§ Questions to answer:
1 - Using the description of how Diahu assessments work, explain in one to three sentences why a new question bank version is created when an item changes meaningfully.
2 - Carry on the description of how Diahu assessments work, starting after its final paragraph.

§ Source extract:

How Diahu assessments work
Diahu assessments are rule-based self-report questionnaires built on published psychological frameworks such as the Big Five, adult attachment theory and career-anchor research. Every answer maps to one or more dimension weights; dimension totals are converted to standard scores and percentiles against stored norms, and a deterministic rule set selects the matching result type. No machine-learning model decides your result, which keeps every score reproducible and auditable. Content is written separately for eight market locales rather than translated, and questions, result copy and FAQs only go live after passing an editorial review gate. Diahu results are designed for self-reflection and entertainment: they describe current tendencies, not fixed traits, and they are not medical, diagnostic or therapeutic instruments.
Where the questions come from
Each assessment starts from a published framework: the Big Five model for personality, the Experiences in Close Relationships tradition for attachment styles, Schein's career anchors for career direction, and comparable open literature for the remaining catalogs. Items are rewritten in plain language for each market and reviewed for cultural fit before release.
Question banks are versioned. When an item changes meaningfully, a new bank version is created so historical results remain interpretable.
How scoring works
Answers carry dimension weights. We total raw scores per dimension, convert them to standard scores and percentiles against stored norm groups where available, and select a result type through a deterministic rule set. The same answers always produce the same result.
Result pages show raw, standard and percentile values per dimension so you can see exactly how a result was derived.
Scientific boundaries — including the MBTI debate
Type-based instruments such as the MBTI are popular but academically contested: test-retest studies show a meaningful share of people receive a different type on retake, and dichotomous types compress continuous traits. We publish type-style results because they are useful conversation starters, while showing the underlying dimensional scores that carry more information.

§ Data shown:
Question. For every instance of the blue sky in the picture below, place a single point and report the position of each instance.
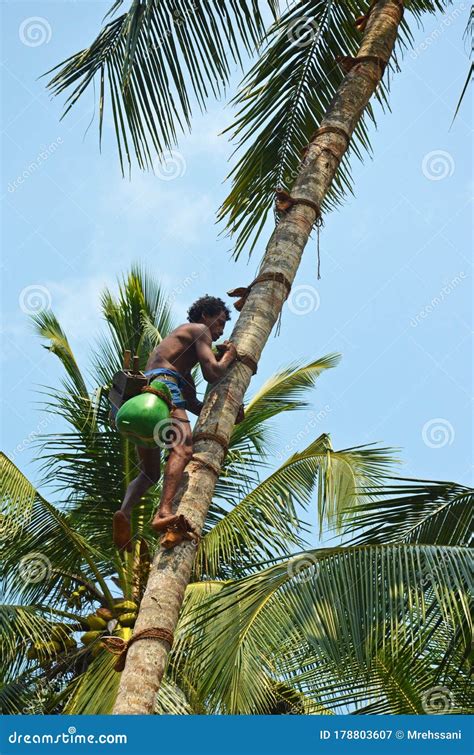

§ Expected responses:
1 - Diahu creates a new bank version when an item changes meaningfully so that historical results remain interpretable.

2 -
All results describe current self-reported tendencies. They are not clinical evaluations, and no Diahu result should be used for medical, hiring, academic or financial decisions.
Localization is rewriting, not translation
Questions, result copy, examples and FAQs are authored per market by locale writers. Where a locale is not yet covered, the platform falls back along an explicit locale chain instead of showing machine translation.
Editorially reviewed before publication; content updates follow the public release review gate.
References
- Big Five framework. McCrae, R. R., & Costa, P. T. (1987). Validation of the five-factor model of personality across instruments and observers. Journal of Personality and Social Psychology, 52(1), 81–90.
- Adult attachment. Brennan, K. A., Clark, C. L., & Shaver, P. R. (1998). Self-report measurement of adult attachment: An integrative overview. In J. A. Simpson & W. S. Rholes (Eds.), Attachment theory and close relationships (pp. 46–76). Guilford Press.
- MBTI reliability debate. Pittenger, D. J. (2005). Cautionary comments regarding the Myers-Briggs Type Indicator. Consulting Psychology Journal: Practice and Research, 57(3), 210–221.
- Love languages evidence review. Impett, E. A., Park, H. G., & Muise, A. (2024). Popular psychology through a scientific lens: Evaluating love languages and the five love languages claims. Current Directions in Psychological Science, 33(2).